_Supplied records_:
##########
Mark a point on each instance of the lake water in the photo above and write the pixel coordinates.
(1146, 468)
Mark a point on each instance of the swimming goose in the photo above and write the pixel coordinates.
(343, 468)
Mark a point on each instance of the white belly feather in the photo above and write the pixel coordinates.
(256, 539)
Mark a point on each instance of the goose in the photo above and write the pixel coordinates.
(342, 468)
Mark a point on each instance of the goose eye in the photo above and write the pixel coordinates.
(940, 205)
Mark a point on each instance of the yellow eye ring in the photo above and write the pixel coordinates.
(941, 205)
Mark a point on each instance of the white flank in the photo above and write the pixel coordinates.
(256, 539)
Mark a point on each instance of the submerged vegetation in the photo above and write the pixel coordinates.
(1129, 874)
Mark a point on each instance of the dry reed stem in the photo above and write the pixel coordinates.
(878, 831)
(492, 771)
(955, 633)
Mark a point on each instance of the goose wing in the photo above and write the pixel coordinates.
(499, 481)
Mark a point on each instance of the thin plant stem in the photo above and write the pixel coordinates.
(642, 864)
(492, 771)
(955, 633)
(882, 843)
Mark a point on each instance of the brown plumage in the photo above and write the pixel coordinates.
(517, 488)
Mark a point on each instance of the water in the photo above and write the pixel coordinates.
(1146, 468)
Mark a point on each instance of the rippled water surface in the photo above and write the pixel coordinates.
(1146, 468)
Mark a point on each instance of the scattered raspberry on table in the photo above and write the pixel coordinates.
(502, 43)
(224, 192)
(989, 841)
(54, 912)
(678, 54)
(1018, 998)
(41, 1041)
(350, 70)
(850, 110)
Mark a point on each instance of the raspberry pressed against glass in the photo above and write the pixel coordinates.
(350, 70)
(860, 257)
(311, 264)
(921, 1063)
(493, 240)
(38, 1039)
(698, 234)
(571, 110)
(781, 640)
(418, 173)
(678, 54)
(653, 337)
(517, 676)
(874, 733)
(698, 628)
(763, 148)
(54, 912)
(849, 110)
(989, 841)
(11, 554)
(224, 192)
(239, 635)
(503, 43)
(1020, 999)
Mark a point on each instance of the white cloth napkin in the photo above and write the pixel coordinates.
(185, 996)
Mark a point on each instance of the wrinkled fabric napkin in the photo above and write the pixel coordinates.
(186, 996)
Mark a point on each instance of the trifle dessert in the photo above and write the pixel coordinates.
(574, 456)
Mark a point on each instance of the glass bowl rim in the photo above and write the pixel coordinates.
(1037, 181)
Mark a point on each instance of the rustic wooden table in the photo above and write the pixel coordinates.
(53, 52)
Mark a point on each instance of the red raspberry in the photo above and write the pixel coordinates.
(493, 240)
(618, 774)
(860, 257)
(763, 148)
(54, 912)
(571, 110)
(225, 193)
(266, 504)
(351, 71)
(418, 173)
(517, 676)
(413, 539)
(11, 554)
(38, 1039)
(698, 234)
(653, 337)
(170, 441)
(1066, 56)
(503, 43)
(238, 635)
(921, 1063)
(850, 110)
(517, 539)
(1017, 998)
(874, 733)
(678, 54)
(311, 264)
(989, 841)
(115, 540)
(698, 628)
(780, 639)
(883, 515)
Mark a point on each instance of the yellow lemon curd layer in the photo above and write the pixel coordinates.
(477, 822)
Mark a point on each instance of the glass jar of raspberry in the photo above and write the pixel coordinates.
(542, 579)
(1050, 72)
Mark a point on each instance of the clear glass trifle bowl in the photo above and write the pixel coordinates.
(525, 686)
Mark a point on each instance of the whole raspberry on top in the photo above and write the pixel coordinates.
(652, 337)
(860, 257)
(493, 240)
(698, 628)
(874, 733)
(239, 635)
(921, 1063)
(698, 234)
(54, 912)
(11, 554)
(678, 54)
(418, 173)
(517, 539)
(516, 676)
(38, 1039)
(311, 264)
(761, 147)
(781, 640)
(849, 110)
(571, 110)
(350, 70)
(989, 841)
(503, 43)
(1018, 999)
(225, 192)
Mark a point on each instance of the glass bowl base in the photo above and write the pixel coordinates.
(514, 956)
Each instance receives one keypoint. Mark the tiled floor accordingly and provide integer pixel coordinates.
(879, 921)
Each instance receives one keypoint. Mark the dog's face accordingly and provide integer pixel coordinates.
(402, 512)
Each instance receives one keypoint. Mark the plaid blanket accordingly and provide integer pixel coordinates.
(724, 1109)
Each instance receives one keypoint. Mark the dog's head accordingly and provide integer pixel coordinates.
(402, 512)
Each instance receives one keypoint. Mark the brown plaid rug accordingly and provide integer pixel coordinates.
##########
_Exercise directions_:
Please copy every line of the material exactly.

_Solution below_:
Mark a point on each instance of the lake water in the photo above and write the pixel coordinates.
(1146, 468)
Mark a point on each instance of the swimming goose in the photo above and write the pixel coordinates.
(343, 468)
Mark a point on each instance of the white belly feather in the photo above and write the pixel coordinates.
(256, 539)
Mark a point on each instance of the goose in the photo above and write the pixel coordinates.
(342, 468)
Mark a point on each instance of the goose eye in the photo above and write the pixel coordinates.
(940, 205)
Mark a point on each instance of the yellow eye ring in the photo above and write the pixel coordinates.
(941, 205)
Mark a point on each instance of the white flank in the photo above and write the pixel coordinates.
(256, 539)
Mark a point on each instance of the submerged vegetation in the photo above and write the pixel coordinates.
(1129, 874)
Mark a point on each instance of the dry reed stem in the photo above and write the pixel coordinates.
(878, 831)
(492, 771)
(955, 633)
Mark a point on each instance of the goose wing in the photo above and write the pixel coordinates.
(499, 481)
Mark a point on each instance of the thin plant stem in the photo above and write the pixel coordinates.
(642, 864)
(492, 771)
(955, 633)
(882, 843)
Mark a point on each instance of the brown plumage in the photo above and write the pixel coordinates.
(517, 488)
Mark a point on each instance of the water in the photo above and write the pixel coordinates.
(1146, 468)
Mark a point on each instance of the rippled water surface in the photo above and write the pixel coordinates.
(1146, 468)
Mark a point on each instance of the scattered raspberry on table in the photo above and write the pixel coordinates.
(502, 43)
(224, 192)
(989, 841)
(54, 912)
(678, 54)
(1018, 998)
(41, 1041)
(350, 70)
(850, 110)
Mark a point on each instance of the raspberry pressed against glass in the photo above and write the pixel coordinates.
(350, 70)
(860, 257)
(311, 264)
(921, 1063)
(493, 240)
(38, 1039)
(698, 234)
(571, 110)
(781, 640)
(418, 173)
(678, 54)
(653, 337)
(517, 676)
(874, 733)
(698, 628)
(763, 148)
(54, 912)
(849, 110)
(989, 841)
(11, 554)
(224, 192)
(239, 635)
(503, 43)
(1020, 999)
Mark a point on each instance of the white cloth napkin in the photo above and write the pixel coordinates.
(185, 996)
Mark a point on each instance of the wrinkled fabric napkin in the photo above and write the pixel coordinates.
(186, 996)
Mark a point on each instance of the trifle dessert in the photo above and write the pixel coordinates.
(574, 456)
Mark a point on each instance of the glass bowl rim in the photo above and write the pixel coordinates.
(1037, 181)
Mark a point on each instance of the rustic wooden table in the photo above and write the pixel coordinates.
(53, 52)
Mark a point on each instance of the red raspberry in the photo above and write the pixel coordinates.
(493, 240)
(618, 774)
(860, 257)
(763, 148)
(54, 912)
(571, 110)
(225, 193)
(266, 504)
(351, 71)
(418, 173)
(517, 676)
(413, 539)
(11, 554)
(38, 1039)
(698, 234)
(653, 337)
(170, 441)
(1066, 56)
(503, 43)
(238, 635)
(921, 1063)
(850, 110)
(517, 539)
(1017, 998)
(874, 733)
(678, 54)
(311, 264)
(989, 841)
(115, 540)
(698, 628)
(780, 639)
(883, 515)
Mark a point on each instance of the yellow lemon curd layer in the photo above and write the pixel coordinates.
(477, 822)
Mark a point on each instance of the glass jar of raspberry in the photo above and write the pixel coordinates.
(542, 579)
(1050, 72)
Mark a point on each instance of the clear glass trifle bowl in the photo above and write the pixel coordinates.
(525, 686)
Mark a point on each instance of the whole raspberry on top in the photo above and write the pixel coordinates.
(652, 337)
(860, 257)
(493, 240)
(698, 628)
(874, 733)
(239, 635)
(921, 1063)
(698, 234)
(54, 912)
(11, 554)
(678, 54)
(418, 173)
(517, 539)
(516, 676)
(38, 1039)
(311, 264)
(761, 147)
(781, 640)
(849, 110)
(571, 110)
(350, 70)
(989, 841)
(503, 43)
(1018, 999)
(225, 192)
Mark a point on each instance of the glass bowl base in the photo above and write the pixel coordinates.
(514, 956)
Each instance receives one keypoint. Mark the tiled floor accordingly and provide integer pixel coordinates.
(879, 921)
Each instance receives one keypoint. Mark the dog's face accordingly and provide integer pixel coordinates.
(402, 512)
Each instance receives one keypoint. Mark the plaid blanket accordingly and provide integer pixel coordinates.
(724, 1109)
Each instance receives one keypoint. Mark the dog's head accordingly and provide integer pixel coordinates.
(402, 512)
Each instance receives one keypoint. Mark the brown plaid rug accordingly and provide integer pixel coordinates.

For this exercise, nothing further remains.